Record extracts:
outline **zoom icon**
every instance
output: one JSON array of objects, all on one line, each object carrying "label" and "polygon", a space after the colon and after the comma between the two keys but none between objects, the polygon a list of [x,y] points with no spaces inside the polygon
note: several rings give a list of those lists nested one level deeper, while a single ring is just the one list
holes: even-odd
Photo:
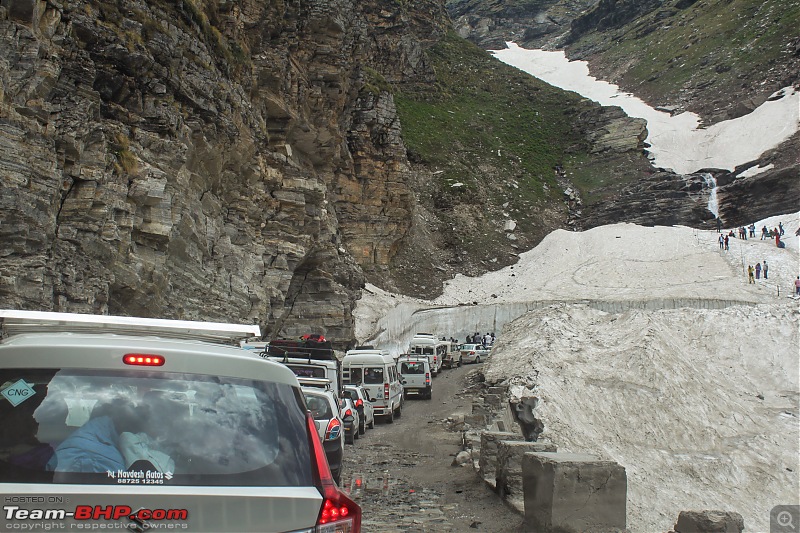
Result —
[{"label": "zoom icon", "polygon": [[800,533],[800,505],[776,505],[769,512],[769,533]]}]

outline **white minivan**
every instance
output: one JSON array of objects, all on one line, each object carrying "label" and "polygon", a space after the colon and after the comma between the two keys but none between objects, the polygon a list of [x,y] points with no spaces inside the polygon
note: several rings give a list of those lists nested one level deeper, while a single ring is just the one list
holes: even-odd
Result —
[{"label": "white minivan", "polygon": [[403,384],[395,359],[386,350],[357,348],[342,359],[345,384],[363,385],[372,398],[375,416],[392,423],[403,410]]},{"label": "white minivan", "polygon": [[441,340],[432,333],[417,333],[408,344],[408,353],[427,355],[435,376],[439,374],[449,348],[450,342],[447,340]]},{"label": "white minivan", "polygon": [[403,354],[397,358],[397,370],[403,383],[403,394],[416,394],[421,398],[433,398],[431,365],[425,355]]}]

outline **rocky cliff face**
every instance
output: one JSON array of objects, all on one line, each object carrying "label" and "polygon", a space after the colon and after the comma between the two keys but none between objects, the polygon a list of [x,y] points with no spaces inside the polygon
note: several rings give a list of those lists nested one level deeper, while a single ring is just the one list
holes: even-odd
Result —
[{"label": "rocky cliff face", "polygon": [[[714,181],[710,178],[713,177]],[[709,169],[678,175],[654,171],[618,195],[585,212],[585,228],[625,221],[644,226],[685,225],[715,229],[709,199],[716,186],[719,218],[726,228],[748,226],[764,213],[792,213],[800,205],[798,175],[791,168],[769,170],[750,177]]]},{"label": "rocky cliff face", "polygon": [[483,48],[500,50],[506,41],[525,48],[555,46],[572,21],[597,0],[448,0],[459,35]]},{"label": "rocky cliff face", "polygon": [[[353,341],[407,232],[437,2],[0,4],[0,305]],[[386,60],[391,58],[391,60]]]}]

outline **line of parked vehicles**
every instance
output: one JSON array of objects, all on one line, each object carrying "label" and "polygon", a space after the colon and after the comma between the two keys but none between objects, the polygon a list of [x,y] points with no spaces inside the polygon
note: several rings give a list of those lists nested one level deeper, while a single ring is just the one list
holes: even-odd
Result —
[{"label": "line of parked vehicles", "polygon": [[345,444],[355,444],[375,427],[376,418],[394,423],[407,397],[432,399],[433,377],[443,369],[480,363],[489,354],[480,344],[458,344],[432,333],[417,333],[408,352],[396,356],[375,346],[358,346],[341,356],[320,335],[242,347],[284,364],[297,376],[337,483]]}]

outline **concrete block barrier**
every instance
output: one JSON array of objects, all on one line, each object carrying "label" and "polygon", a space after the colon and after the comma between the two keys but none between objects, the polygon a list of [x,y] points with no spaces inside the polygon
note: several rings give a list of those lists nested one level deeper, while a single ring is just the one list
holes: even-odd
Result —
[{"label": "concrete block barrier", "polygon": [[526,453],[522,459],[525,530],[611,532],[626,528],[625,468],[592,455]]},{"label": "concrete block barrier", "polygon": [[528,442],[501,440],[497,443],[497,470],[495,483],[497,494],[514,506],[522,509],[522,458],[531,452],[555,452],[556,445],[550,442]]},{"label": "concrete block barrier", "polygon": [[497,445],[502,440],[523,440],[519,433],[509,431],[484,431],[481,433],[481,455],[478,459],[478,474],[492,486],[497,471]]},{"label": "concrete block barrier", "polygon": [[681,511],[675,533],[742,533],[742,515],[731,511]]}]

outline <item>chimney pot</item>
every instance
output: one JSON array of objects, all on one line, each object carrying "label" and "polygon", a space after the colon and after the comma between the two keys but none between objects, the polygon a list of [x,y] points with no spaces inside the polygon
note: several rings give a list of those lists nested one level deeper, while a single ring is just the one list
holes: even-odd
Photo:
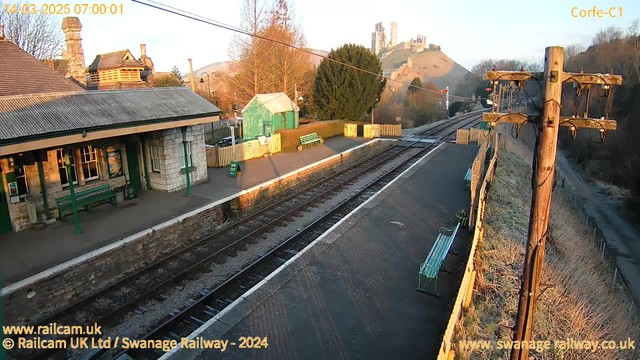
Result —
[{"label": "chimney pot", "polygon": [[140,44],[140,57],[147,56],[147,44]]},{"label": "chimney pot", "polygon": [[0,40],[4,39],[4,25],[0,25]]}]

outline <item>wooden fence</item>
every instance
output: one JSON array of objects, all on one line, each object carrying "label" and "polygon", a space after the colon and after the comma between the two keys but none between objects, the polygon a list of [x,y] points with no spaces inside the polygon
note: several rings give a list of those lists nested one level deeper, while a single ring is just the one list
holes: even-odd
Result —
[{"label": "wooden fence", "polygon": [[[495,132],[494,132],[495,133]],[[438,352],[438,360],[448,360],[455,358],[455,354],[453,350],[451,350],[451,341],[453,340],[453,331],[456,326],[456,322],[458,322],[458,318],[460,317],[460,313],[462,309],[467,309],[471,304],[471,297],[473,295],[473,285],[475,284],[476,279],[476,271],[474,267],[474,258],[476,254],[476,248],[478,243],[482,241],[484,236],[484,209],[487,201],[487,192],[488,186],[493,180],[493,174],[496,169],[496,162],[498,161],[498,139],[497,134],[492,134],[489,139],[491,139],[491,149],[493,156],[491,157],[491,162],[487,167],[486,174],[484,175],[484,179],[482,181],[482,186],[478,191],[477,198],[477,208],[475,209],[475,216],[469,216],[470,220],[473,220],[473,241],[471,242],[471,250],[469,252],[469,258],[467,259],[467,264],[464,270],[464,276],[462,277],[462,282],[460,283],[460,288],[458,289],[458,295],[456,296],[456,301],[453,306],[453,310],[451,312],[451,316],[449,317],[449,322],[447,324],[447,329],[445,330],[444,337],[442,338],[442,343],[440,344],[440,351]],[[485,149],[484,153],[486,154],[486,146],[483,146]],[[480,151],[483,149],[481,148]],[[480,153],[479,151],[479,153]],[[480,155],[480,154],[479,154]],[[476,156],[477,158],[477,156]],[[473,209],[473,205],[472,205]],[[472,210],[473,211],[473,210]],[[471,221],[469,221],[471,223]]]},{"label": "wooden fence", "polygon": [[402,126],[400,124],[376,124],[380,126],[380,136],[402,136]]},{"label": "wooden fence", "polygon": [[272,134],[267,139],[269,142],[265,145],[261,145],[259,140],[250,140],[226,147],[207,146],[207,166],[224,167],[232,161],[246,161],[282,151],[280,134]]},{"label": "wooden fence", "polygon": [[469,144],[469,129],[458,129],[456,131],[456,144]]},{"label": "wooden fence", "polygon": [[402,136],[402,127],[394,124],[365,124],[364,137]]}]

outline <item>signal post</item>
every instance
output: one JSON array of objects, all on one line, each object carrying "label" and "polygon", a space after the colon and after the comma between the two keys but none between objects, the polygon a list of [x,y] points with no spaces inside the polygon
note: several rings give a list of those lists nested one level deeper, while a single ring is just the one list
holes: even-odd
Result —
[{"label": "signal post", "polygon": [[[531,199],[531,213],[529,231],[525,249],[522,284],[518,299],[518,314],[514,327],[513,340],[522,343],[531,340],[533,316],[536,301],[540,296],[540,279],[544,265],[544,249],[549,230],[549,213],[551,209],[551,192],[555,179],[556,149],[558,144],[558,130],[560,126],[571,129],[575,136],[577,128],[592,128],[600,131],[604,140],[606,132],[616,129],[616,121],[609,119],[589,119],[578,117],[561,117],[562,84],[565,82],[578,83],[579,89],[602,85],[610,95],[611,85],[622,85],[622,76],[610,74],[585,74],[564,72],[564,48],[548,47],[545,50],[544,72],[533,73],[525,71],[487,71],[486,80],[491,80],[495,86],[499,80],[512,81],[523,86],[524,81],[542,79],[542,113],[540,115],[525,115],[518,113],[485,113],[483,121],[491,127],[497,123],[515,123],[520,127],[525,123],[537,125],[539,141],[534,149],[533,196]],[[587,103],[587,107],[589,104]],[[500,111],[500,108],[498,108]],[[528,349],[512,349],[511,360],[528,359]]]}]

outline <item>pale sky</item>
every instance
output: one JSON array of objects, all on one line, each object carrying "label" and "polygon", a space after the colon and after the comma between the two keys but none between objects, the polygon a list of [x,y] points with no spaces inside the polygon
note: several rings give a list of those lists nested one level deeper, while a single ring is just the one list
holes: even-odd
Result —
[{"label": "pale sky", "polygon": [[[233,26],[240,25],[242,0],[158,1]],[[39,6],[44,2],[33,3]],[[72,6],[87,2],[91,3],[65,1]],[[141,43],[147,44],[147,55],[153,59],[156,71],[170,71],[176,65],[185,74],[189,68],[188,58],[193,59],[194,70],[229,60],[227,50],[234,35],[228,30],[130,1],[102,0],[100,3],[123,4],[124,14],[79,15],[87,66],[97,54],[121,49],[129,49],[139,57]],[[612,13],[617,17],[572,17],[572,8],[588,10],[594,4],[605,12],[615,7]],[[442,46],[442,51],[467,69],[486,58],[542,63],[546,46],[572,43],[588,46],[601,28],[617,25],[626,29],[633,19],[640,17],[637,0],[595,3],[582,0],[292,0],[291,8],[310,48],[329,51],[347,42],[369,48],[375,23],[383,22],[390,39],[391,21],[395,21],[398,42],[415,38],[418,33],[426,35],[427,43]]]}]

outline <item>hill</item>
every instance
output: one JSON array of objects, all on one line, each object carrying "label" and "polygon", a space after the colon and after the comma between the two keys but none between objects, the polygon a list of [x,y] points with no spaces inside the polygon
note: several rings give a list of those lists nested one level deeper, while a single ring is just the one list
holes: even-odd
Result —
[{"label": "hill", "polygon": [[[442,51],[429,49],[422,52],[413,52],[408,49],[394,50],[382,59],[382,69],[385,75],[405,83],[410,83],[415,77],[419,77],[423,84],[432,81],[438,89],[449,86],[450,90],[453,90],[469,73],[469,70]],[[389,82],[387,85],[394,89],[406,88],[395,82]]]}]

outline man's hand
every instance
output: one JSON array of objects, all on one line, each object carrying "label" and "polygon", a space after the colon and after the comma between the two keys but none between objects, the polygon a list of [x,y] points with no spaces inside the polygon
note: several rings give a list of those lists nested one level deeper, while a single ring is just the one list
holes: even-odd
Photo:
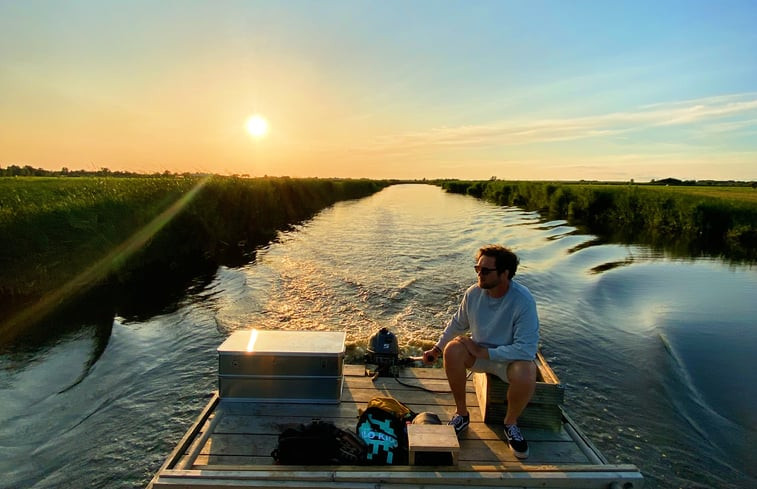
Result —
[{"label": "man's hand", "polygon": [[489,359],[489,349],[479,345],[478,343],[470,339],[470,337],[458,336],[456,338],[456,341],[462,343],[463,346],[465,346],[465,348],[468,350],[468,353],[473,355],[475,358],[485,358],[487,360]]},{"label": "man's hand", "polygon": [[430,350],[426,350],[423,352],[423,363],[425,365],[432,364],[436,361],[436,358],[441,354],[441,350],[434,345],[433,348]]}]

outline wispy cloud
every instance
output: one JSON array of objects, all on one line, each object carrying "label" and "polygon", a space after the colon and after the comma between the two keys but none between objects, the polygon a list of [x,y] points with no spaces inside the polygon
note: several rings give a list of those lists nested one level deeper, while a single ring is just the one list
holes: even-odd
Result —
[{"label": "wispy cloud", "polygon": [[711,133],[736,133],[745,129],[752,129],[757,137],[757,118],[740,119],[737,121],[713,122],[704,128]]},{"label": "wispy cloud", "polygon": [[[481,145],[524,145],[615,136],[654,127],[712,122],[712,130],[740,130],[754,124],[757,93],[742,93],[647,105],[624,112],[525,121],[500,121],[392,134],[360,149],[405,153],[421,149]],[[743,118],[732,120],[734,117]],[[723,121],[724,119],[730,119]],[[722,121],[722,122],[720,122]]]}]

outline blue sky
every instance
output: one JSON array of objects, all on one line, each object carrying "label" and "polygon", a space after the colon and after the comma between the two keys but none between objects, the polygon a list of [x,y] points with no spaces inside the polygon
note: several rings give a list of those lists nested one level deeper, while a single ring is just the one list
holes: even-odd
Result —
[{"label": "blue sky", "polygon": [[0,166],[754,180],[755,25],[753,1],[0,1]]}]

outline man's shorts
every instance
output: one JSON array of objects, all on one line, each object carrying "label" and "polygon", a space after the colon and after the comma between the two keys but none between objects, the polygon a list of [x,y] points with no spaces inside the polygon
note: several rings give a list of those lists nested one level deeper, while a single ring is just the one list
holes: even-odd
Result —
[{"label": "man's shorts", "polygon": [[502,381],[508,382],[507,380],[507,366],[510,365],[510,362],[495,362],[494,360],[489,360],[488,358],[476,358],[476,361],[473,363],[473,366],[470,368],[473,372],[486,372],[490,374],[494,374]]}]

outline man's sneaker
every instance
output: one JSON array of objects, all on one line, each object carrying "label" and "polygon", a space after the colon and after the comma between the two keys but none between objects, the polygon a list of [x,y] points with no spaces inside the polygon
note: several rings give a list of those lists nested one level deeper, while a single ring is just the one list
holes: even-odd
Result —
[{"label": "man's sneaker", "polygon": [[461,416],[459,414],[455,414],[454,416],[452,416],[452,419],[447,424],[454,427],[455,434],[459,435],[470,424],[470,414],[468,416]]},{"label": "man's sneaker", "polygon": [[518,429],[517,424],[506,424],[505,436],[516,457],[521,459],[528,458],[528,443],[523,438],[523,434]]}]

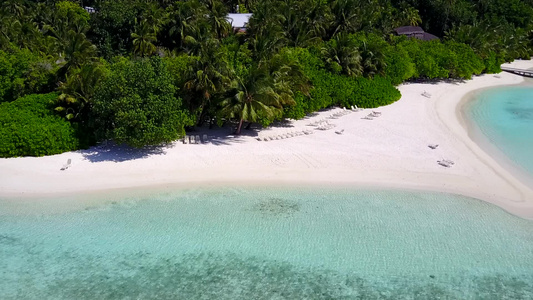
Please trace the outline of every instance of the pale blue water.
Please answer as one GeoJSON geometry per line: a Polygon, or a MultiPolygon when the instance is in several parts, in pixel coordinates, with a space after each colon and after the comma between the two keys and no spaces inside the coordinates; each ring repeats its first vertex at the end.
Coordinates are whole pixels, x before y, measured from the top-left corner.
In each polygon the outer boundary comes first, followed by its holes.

Your task: Take each line above that contains "item" and copy it out.

Exercise output:
outline <item>chimney pot</item>
outline <item>wooden fence</item>
outline <item>signal post</item>
outline <item>pale sky</item>
outline <item>hill</item>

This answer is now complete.